Former U.S. President Bill Clinton claps during day two of the Democratic National Convention.

My fellow Americans: I told you so!

Bill Clinton probably won't put it quite that bluntly at the Democratic National Convention tonight. But he probably will use his speech to remind Americans that things were pretty good during the Clinton administration, despite a lot of dire warnings from Republicans, and that things are considerably less good now. He'll probably mention George W. Bush's efforts to reverse just about everything he did, and suggest they might have had something to do with our national journey from peace, prosperity and record budget surpluses to a quagmire in Iraq, recession in America and record budget deficits.

It's a strong argument for Democrats, and nobody makes it better than Bill Clinton. But if he really wants to help Barack Obama reach the White House — a proposition that is at best unclear — he'll provide more than a rousing defense of Clintonism and its 22 million new jobs. Democrats had their chance to extend Clintonism; they didn't.

(Work request 1): List every condition that the Clinton convention piece says marked the start and the end of "our national journey."
(Work request 2): Copy everything in the Clinton convention piece from "Former U.S. President" down to "record budget deficits.", and swap in "party convention" wherever "Democratic National Convention" appears.

(Material supplied):
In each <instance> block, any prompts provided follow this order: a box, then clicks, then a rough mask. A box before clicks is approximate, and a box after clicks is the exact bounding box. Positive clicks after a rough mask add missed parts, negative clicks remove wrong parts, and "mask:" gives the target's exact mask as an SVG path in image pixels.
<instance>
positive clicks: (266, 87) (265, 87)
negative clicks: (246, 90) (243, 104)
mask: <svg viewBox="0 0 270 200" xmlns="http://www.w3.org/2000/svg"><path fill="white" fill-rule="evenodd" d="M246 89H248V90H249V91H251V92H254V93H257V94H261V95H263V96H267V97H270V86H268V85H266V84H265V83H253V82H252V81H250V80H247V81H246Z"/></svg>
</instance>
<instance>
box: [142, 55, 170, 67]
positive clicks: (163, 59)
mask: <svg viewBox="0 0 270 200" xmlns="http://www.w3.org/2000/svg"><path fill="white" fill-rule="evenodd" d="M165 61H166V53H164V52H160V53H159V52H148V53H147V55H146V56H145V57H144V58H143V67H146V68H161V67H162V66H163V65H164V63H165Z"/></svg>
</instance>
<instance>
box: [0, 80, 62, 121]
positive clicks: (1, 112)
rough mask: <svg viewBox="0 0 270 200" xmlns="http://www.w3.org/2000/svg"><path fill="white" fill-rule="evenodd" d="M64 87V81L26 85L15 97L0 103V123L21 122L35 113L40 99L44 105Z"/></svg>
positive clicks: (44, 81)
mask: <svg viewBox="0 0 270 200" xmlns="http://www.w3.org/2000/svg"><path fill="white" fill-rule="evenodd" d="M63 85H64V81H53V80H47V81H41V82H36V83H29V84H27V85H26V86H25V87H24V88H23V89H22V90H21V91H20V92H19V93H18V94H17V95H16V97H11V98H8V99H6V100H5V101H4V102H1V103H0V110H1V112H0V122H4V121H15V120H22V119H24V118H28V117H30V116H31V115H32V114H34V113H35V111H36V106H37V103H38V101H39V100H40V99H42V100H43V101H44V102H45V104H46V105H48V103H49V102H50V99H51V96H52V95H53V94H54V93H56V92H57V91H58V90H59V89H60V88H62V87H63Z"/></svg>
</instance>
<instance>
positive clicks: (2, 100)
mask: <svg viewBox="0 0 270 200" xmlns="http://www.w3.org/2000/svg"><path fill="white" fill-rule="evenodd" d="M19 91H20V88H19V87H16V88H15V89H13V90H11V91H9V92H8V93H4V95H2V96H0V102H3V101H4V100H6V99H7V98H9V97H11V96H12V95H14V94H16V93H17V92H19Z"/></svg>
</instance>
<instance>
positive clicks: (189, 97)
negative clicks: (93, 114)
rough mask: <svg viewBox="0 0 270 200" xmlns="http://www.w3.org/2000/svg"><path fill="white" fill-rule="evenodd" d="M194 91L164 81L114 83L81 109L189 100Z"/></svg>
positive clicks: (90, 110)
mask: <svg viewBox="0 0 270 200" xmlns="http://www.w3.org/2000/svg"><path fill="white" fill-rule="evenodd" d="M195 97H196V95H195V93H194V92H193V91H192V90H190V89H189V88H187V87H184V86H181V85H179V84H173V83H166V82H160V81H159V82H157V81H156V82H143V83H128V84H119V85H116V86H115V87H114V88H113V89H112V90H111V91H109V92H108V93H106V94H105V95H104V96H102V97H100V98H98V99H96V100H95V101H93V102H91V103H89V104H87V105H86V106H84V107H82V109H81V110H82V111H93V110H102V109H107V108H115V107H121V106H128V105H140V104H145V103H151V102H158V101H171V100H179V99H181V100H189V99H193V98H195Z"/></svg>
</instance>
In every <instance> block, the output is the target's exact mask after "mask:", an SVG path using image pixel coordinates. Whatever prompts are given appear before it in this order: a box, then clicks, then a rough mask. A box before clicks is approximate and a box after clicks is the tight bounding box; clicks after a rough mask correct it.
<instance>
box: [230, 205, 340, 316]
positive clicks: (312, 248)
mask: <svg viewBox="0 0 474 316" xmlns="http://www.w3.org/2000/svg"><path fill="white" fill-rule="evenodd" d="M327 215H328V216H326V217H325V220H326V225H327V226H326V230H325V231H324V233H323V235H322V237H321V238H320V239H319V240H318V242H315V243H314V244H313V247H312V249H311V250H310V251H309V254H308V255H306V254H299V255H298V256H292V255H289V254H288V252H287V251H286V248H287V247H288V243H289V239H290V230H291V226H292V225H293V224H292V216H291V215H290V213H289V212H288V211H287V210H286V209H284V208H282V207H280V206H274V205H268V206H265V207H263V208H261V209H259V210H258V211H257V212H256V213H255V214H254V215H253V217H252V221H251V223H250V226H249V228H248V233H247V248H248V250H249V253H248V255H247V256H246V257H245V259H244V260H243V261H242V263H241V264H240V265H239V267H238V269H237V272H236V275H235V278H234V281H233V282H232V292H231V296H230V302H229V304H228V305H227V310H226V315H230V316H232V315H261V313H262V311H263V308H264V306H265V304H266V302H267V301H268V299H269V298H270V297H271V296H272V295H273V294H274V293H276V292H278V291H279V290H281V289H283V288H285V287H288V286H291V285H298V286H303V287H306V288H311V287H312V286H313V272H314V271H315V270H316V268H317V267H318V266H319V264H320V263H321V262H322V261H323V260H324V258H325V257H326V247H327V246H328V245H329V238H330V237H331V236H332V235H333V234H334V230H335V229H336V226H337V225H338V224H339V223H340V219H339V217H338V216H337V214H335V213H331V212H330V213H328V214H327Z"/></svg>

(Answer space 1):
Start: peace, prosperity, record budget surpluses
End: a quagmire in Iraq, recession in America, record budget deficits

(Answer space 2):
Former U.S. President Bill Clinton claps during day two of the party convention.

My fellow Americans: I told you so!

Bill Clinton probably won't put it quite that bluntly at the party convention tonight. But he probably will use his speech to remind Americans that things were pretty good during the Clinton administration, despite a lot of dire warnings from Republicans, and that things are considerably less good now. He'll probably mention George W. Bush's efforts to reverse just about everything he did, and suggest they might have had something to do with our national journey from peace, prosperity and record budget surpluses to a quagmire in Iraq, recession in America and record budget deficits.